- How to complete this task
Copy the lines below exactly, starting with the first and finishing with the one holding "positive clicks: (48, 122)"; do not copy the pictures.

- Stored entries
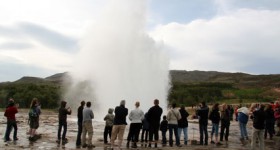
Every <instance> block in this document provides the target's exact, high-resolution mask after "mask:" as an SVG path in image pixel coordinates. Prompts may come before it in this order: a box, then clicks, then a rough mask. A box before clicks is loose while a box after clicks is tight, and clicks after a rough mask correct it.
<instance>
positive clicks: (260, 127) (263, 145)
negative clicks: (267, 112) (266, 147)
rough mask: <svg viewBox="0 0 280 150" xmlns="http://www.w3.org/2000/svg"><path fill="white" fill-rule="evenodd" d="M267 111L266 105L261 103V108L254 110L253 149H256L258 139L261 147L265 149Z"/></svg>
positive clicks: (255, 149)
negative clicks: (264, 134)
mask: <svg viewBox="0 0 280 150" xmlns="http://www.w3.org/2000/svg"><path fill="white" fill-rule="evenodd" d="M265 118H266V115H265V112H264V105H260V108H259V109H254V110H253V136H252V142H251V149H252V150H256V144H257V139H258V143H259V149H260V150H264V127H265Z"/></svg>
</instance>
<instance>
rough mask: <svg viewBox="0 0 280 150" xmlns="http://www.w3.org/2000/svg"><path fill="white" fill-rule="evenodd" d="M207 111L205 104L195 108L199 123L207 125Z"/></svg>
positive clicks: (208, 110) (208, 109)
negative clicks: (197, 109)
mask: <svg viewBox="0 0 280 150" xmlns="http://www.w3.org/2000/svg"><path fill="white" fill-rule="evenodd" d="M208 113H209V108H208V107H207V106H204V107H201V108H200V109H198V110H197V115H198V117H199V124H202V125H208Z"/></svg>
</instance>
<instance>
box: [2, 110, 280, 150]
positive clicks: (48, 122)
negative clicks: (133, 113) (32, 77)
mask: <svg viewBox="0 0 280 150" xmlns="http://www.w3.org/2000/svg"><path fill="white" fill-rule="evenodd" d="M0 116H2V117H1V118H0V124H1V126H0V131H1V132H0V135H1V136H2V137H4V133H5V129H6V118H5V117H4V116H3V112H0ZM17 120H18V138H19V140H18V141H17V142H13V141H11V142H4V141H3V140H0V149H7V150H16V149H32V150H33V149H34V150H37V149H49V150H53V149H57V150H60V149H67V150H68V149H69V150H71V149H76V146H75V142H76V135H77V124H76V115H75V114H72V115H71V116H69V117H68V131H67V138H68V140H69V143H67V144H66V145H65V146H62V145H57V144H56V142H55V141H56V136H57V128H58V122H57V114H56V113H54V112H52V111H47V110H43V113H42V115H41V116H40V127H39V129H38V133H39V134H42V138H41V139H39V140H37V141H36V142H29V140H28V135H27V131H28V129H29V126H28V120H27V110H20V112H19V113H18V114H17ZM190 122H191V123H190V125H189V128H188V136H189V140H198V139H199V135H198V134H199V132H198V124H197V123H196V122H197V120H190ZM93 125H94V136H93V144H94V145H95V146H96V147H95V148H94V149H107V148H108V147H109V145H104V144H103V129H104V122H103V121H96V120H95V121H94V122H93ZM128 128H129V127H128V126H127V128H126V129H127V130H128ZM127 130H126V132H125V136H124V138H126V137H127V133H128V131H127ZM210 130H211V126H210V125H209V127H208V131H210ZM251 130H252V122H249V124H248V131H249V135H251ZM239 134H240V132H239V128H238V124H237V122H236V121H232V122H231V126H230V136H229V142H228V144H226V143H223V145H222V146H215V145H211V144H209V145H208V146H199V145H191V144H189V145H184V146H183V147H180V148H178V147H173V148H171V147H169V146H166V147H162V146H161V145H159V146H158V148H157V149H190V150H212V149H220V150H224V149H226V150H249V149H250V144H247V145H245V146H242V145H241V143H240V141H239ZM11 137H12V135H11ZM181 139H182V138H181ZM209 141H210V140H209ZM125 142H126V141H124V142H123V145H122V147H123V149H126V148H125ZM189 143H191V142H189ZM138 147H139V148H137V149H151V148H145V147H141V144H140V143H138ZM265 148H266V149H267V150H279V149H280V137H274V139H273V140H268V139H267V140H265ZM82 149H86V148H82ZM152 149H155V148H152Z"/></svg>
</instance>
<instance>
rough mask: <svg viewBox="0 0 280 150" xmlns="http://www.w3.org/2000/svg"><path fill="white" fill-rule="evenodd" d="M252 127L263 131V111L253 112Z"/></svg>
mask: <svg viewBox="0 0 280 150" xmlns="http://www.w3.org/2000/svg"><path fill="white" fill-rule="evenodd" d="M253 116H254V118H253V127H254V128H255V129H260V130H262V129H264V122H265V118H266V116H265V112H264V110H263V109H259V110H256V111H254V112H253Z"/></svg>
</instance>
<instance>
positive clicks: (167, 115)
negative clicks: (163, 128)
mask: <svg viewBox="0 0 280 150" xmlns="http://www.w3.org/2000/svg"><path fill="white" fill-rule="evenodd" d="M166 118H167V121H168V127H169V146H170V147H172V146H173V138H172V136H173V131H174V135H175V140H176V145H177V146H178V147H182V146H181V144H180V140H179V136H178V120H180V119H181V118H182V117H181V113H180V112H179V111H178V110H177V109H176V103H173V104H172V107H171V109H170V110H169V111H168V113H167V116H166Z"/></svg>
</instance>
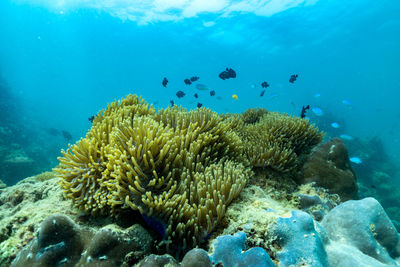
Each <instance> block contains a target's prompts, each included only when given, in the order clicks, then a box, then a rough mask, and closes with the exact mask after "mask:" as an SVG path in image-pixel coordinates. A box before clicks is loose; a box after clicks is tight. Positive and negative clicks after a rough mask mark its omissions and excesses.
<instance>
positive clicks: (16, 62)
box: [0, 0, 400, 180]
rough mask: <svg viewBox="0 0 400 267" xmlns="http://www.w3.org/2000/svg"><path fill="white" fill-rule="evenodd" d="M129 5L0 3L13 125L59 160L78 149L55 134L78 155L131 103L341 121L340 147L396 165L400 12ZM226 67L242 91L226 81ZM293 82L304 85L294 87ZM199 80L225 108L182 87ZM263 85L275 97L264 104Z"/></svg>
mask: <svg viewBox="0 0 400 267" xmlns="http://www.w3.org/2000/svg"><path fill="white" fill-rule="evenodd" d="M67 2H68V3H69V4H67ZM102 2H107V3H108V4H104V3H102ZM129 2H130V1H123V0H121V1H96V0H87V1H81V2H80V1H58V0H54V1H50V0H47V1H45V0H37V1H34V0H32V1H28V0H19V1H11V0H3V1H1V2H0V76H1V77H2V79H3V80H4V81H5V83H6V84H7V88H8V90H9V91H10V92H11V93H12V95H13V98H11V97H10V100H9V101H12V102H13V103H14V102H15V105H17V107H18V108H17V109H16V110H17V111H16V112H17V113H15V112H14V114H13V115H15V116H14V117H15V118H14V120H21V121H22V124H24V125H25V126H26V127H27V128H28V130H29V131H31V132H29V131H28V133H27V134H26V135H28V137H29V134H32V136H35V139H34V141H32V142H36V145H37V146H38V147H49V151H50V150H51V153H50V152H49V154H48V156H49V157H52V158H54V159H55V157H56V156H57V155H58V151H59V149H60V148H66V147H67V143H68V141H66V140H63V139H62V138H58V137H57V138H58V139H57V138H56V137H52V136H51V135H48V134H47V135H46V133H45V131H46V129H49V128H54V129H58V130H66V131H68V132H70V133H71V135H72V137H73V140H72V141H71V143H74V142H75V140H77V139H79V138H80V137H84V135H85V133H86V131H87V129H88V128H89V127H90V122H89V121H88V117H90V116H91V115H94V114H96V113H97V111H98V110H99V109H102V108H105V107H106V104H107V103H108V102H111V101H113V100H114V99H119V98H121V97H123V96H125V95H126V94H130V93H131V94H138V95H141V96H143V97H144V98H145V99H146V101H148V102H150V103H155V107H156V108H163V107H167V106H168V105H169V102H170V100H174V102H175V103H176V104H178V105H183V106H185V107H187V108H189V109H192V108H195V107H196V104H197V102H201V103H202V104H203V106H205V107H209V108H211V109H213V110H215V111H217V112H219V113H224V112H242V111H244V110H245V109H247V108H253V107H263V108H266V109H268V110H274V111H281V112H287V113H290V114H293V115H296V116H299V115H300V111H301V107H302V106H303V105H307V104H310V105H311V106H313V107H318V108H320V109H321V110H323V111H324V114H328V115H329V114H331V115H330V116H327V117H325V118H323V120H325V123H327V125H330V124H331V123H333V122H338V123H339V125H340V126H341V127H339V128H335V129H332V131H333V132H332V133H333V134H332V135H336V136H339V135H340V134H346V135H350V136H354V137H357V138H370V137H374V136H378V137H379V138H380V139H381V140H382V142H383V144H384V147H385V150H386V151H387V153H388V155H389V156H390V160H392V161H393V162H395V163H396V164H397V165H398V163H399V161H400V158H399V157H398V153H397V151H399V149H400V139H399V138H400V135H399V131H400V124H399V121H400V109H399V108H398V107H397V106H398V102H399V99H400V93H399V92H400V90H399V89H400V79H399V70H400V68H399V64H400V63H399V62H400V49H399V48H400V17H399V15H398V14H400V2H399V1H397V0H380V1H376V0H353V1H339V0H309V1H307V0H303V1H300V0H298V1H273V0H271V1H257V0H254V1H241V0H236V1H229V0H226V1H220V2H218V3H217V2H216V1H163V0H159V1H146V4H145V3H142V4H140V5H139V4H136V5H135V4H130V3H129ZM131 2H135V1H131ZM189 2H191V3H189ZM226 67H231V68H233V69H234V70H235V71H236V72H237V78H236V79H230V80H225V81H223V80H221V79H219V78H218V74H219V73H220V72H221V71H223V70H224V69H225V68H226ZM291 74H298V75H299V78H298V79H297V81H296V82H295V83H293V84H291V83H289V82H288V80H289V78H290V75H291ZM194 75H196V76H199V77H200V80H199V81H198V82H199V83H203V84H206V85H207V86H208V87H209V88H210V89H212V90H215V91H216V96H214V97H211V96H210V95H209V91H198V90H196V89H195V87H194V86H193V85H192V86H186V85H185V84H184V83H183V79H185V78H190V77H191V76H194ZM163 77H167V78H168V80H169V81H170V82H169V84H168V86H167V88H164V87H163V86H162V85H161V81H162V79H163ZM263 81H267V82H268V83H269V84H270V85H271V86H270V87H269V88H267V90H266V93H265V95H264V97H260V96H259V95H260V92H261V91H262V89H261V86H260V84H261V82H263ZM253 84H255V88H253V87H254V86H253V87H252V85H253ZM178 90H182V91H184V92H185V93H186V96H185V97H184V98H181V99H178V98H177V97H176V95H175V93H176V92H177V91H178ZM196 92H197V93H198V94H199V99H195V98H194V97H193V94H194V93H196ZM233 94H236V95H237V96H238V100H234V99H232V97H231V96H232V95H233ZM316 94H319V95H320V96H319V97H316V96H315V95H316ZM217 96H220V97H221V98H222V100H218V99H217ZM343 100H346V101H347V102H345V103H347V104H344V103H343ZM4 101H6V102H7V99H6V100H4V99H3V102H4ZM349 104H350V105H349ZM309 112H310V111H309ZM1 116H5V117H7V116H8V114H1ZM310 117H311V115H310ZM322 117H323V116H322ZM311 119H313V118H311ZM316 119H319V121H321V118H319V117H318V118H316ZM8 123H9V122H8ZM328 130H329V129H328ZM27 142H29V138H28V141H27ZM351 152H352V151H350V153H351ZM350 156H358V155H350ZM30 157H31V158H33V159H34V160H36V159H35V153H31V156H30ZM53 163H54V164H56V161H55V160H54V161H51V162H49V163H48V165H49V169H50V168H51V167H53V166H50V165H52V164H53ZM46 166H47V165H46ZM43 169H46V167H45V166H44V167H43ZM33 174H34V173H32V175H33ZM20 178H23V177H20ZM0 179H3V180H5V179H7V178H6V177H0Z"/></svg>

- Output for this task
Every <instance> block in this document provides the target's exact, high-resolution mask after "mask:" as an SVG path in image pixel coordinates. Prompts may come before it in this order: a box, then clicks, then a rough mask. A box before clicks is loose while a box after clicks is tight, and clicks after a rough mask correct it.
<instance>
positive clicks: (260, 127) (263, 145)
negative clicks: (267, 112) (266, 147)
rough mask: <svg viewBox="0 0 280 150" xmlns="http://www.w3.org/2000/svg"><path fill="white" fill-rule="evenodd" d="M267 111L266 105L261 103V108L254 110L253 149H256L258 139L261 147L265 149Z"/></svg>
positive clicks: (255, 149)
negative clicks: (264, 134)
mask: <svg viewBox="0 0 280 150" xmlns="http://www.w3.org/2000/svg"><path fill="white" fill-rule="evenodd" d="M265 118H266V115H265V112H264V105H260V108H259V109H254V110H253V136H252V142H251V149H252V150H256V144H257V139H258V143H259V149H260V150H264V127H265Z"/></svg>
</instance>
<instance>
rough mask: <svg viewBox="0 0 280 150" xmlns="http://www.w3.org/2000/svg"><path fill="white" fill-rule="evenodd" d="M207 111L205 104L195 108L199 123L207 125Z"/></svg>
positive clicks: (208, 110) (208, 109)
negative clicks: (197, 109)
mask: <svg viewBox="0 0 280 150" xmlns="http://www.w3.org/2000/svg"><path fill="white" fill-rule="evenodd" d="M208 113H209V108H208V107H207V106H204V107H201V108H200V109H198V110H197V115H198V117H199V124H202V125H208Z"/></svg>
</instance>
<instance>
box: [2, 110, 280, 150]
positive clicks: (48, 122)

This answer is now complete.